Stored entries
╔══

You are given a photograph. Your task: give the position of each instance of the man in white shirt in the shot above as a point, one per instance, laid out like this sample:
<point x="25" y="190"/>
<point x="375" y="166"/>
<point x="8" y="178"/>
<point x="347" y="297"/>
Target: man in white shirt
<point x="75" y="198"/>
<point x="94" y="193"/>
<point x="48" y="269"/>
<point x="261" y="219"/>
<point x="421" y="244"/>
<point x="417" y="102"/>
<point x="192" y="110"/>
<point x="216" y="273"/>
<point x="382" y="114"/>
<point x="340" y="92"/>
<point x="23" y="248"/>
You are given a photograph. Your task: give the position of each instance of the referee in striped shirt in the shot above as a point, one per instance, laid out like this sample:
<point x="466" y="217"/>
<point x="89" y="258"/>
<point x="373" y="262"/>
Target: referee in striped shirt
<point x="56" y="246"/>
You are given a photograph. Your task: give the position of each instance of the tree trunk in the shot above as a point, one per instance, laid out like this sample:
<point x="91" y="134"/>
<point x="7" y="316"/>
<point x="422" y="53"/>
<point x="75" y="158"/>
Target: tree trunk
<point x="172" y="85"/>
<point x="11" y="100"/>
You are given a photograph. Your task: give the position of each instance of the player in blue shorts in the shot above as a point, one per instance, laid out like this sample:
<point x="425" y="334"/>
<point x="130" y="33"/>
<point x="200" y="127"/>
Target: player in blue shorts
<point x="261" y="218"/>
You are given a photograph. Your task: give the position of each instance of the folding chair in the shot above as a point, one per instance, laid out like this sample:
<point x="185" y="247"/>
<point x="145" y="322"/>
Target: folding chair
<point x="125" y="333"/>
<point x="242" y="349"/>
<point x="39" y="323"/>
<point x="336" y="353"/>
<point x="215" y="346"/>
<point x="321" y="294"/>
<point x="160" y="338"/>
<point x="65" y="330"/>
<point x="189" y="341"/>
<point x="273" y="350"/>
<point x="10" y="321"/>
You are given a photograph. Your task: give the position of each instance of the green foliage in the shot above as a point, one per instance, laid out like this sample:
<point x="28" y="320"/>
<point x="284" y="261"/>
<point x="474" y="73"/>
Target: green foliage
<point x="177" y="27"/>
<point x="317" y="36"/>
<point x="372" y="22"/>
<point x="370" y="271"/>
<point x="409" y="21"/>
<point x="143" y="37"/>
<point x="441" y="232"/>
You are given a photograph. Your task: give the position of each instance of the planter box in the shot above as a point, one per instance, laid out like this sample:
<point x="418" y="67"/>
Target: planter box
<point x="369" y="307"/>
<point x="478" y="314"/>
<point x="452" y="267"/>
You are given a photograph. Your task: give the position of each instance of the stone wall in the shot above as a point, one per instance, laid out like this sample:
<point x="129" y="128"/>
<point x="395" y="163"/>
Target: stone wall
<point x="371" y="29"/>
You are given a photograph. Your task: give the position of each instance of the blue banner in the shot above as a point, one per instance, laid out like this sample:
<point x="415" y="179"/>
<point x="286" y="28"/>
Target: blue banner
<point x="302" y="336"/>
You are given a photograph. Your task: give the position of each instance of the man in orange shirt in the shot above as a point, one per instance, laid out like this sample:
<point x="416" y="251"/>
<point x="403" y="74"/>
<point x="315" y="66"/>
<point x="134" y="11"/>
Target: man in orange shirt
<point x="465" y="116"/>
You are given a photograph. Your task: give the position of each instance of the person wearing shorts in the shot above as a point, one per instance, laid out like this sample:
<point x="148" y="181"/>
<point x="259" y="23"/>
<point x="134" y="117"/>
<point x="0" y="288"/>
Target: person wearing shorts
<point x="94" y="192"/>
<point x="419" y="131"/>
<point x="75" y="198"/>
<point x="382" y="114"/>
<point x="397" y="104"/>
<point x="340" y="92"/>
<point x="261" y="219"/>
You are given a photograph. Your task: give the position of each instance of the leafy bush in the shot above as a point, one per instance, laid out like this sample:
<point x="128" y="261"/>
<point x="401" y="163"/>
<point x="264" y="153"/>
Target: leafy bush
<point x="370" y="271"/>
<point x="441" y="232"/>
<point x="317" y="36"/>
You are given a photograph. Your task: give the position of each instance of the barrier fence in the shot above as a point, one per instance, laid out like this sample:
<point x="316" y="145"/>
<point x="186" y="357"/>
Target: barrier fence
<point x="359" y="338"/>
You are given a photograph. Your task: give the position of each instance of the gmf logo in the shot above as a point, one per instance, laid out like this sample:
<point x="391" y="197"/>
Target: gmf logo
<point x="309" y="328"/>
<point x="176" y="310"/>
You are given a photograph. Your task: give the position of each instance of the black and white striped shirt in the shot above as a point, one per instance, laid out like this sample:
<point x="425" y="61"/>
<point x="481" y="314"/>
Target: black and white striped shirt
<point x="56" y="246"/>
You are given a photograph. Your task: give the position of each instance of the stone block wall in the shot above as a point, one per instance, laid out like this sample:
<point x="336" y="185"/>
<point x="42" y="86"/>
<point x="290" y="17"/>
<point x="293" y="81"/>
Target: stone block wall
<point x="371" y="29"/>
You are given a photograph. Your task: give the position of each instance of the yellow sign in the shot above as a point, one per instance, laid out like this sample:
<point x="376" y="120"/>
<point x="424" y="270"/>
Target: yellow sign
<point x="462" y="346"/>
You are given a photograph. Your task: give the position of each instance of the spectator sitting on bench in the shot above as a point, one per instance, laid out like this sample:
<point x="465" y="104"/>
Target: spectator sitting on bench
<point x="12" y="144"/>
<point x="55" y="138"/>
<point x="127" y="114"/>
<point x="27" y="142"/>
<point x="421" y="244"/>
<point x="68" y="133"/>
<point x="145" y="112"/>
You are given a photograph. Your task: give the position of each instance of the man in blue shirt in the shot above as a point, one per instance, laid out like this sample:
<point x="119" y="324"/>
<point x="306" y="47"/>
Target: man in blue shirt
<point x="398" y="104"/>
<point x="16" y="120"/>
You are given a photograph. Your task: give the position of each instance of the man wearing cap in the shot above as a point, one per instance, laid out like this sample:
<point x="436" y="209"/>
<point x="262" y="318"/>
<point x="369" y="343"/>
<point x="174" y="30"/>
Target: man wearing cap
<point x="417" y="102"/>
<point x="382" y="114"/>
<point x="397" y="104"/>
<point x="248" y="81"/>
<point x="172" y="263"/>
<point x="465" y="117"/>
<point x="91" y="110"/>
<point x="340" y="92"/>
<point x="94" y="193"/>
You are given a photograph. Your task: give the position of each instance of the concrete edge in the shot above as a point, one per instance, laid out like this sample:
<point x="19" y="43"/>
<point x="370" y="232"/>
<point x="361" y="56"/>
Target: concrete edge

╚══

- **Brief**
With the line containing "blue shirt in" as the first and the last line of the records as the final one, print exactly the lines in that span.

- **Solution to the problem**
You are given a photograph. Your task: give the position of each instance of the man in blue shirt in the shot above as a point, one per instance, laid out like this sample:
<point x="119" y="324"/>
<point x="306" y="47"/>
Target: man in blue shirt
<point x="398" y="104"/>
<point x="16" y="120"/>
You are given a photograph. Your task: give the position of each instance of the man wearing cap in the shot above as a point, one per instance, laid out like this sample:
<point x="436" y="209"/>
<point x="262" y="318"/>
<point x="369" y="343"/>
<point x="174" y="30"/>
Target: man wearing cap
<point x="417" y="102"/>
<point x="382" y="114"/>
<point x="397" y="104"/>
<point x="248" y="81"/>
<point x="172" y="263"/>
<point x="465" y="117"/>
<point x="91" y="110"/>
<point x="340" y="92"/>
<point x="94" y="193"/>
You are given a photograph. Your task: give the position of each instance of the concrete edge in the shot above as a point, one per instance, laid out like this sample:
<point x="19" y="43"/>
<point x="370" y="232"/>
<point x="361" y="56"/>
Target: concrete edge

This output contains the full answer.